-- begin EXCERPT PROVIDED --

Westinghouse was requested to analyze the affects of blowdown greater than 5 percent. Using the Loftran code and the reference four loop plant design, blowdowns up to 14 percent were analyzed. The results showed no significant effects on the safety analyses, i.e., no safety limits are violated.

QUESTIONS RELATED TO VALVE OPERABILITY Question 4 The EPRI Test Conditions Report (Ref. 5) stated that a method of demonstrating applicability of the inlet piping for verifying the safety valve stability is to compare the total pressure drop of the inlet piping for the plant safety valve with the total pressure drop of the inlet piping for the EPRI test valve.

The total inlet piping pressure drop is comprised of a frictional and acoustic wave component evaluated under steam conditions. Provide a discussion of the applicability of the test inlet piping for demonstrating the safety valve stability in McGuire 1 and 2.

Response

The McGuire safety valve inlet piping is shorter in length than the corresponding 6M6 loop seal pipe used by EPRI. Analysis of the total inlet pressure drop (frictional and acoustic wave) using the EPRI developed method (Guide For Application Of Valve Test Program Results, Rev. 2) demonstrates that the total McGuire drop is less than the corresponding EPRI test pipe. The McGuire safety valve should operate with greater stability than the EPRI test valve.

-- end EXCERPT PROVIDED --

**TO BE DONE**
(1) According to the McGuire valve excerpt, how large were the blowdowns analyzed with the Loftran code and the reference four loop plant design?
(2) Using the McGuire valve excerpt, explain why the McGuire safety valve is expected to operate with greater stability than the EPRI test valve.
(3) From the McGuire valve excerpt, set down the passage that opens with the words containing "QUESTIONS RELATED TO" and closes with "for the EPRI test valve.".

-- begin INFORMATION PROVIDED --

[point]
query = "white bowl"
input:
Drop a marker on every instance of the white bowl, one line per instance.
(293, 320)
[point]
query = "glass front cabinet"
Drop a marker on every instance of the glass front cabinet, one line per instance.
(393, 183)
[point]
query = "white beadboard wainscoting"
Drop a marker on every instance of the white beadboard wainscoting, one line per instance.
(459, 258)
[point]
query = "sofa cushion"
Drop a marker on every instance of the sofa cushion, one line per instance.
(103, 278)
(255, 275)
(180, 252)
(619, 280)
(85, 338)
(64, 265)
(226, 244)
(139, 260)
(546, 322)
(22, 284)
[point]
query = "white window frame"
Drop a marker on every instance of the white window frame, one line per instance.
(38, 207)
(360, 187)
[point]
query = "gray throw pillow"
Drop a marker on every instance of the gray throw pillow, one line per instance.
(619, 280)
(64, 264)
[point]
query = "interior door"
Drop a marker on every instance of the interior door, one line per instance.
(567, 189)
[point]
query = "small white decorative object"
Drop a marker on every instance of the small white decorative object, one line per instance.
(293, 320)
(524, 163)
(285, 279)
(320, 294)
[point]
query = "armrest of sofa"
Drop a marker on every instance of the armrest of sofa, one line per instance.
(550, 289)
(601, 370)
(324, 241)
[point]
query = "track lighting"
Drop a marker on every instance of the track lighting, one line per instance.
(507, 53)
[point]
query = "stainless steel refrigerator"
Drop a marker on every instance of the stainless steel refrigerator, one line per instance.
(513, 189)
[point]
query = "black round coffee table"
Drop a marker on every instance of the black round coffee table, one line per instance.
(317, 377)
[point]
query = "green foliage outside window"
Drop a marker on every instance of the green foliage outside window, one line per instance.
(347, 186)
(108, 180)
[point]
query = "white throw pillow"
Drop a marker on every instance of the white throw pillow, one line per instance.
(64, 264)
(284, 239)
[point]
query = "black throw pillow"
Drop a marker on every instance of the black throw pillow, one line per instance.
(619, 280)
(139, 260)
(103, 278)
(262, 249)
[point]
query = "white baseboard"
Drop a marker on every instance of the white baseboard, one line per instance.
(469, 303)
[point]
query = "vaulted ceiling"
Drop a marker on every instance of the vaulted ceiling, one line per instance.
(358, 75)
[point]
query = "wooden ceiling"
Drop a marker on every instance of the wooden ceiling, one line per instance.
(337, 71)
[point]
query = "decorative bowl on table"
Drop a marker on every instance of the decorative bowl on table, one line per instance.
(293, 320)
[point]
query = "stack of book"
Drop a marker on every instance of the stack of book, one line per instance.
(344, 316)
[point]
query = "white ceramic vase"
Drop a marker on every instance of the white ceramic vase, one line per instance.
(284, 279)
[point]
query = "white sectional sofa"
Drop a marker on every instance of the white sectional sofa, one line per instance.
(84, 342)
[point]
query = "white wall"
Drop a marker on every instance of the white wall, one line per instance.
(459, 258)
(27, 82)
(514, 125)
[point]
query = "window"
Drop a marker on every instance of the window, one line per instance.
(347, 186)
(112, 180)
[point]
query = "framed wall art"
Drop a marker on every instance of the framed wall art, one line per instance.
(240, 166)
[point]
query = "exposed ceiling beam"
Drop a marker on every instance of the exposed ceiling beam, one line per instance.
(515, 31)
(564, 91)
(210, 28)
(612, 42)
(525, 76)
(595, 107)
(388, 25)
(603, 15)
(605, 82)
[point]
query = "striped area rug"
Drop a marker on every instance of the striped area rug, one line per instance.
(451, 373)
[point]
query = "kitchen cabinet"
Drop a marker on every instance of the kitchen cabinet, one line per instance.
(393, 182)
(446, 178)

-- end INFORMATION PROVIDED --

**RESPONSES PER TASK**
(1) Blowdowns up to 14 percent were analyzed.

(2) An analysis of the total inlet pressure drop, covering both the frictional and acoustic wave components, used the EPRI-developed method. It showed that the McGuire drop is less than that of the corresponding EPRI test pipe. The McGuire inlet piping is also shorter than the 6M6 loop seal pipe used by EPRI.

(3)
QUESTIONS RELATED TO VALVE OPERABILITY Question 4 The EPRI Test Conditions Report (Ref. 5) stated that a method of demonstrating applicability of the inlet piping for verifying the safety valve stability is to compare the total pressure drop of the inlet piping for the plant safety valve with the total pressure drop of the inlet piping for the EPRI test valve.